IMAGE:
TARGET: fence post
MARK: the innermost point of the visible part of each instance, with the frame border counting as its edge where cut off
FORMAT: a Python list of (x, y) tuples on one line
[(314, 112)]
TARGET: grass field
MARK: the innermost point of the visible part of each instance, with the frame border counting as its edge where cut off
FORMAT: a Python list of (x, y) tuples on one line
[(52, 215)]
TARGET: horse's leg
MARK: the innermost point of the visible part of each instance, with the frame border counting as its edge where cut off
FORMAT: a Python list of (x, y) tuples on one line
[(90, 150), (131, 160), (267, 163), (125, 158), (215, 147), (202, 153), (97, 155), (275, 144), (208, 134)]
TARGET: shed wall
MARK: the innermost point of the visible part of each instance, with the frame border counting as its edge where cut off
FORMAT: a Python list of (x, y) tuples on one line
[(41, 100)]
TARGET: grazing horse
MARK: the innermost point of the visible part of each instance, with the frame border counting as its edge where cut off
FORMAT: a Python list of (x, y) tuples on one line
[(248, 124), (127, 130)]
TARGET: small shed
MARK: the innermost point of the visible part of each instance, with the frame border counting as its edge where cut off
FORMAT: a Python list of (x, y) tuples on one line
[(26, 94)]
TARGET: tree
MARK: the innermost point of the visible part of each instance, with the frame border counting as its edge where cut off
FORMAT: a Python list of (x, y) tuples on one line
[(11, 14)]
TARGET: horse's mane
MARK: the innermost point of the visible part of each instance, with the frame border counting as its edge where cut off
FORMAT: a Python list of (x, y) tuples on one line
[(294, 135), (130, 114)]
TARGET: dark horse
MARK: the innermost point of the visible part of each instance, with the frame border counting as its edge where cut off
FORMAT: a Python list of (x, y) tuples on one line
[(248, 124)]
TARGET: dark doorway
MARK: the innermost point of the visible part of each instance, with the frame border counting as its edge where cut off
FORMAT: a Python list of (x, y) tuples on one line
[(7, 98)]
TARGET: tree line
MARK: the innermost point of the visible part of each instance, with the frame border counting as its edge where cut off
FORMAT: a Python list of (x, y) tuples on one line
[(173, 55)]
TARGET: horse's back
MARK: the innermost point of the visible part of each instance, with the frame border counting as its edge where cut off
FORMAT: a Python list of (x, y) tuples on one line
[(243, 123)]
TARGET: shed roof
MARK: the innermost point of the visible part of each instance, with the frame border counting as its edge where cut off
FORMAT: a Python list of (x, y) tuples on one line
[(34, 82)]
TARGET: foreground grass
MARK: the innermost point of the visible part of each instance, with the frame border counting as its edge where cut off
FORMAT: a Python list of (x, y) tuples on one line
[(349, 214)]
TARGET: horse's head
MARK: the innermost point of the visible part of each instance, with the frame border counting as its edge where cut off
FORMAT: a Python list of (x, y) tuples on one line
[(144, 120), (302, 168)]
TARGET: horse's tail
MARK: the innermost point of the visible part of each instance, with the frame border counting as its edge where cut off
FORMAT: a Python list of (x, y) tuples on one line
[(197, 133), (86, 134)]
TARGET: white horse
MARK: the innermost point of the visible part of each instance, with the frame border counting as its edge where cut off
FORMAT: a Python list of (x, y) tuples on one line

--

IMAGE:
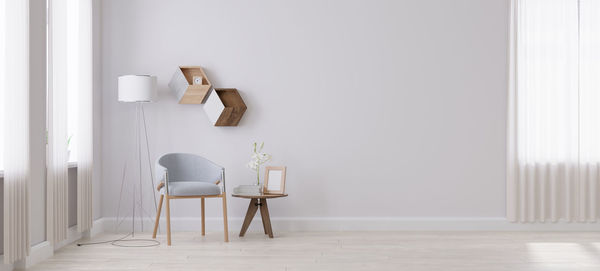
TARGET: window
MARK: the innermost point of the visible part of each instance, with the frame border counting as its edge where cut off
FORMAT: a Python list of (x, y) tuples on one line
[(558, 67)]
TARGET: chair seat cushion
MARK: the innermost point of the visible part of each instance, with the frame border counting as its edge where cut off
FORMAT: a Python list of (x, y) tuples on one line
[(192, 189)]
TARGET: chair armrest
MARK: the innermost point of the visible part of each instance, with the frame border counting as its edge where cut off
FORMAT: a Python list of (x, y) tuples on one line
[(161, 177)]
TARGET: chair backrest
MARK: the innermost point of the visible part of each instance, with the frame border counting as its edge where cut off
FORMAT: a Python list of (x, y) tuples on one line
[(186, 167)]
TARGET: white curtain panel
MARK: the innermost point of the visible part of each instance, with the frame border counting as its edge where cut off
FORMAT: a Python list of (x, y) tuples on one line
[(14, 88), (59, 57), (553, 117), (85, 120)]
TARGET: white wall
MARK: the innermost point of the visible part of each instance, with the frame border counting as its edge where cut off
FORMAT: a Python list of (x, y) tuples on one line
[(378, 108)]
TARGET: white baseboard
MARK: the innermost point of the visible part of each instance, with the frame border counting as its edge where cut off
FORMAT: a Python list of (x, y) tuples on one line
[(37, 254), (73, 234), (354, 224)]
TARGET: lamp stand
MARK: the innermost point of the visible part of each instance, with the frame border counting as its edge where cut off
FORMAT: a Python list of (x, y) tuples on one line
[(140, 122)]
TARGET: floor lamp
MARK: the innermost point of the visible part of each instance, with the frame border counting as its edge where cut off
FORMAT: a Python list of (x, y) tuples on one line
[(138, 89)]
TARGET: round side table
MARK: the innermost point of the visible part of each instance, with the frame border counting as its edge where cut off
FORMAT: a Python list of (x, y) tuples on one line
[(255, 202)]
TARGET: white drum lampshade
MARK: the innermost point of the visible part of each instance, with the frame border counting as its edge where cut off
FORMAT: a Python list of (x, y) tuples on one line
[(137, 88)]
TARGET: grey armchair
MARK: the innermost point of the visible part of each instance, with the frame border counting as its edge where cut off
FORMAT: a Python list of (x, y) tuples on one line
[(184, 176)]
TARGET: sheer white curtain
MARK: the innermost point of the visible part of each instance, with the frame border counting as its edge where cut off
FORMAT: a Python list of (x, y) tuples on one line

* Task description *
All lines that contain the word "curtain" must be copied from the records above.

* Result of this task *
TARGET: white curtain panel
TARGET: sheer white curtain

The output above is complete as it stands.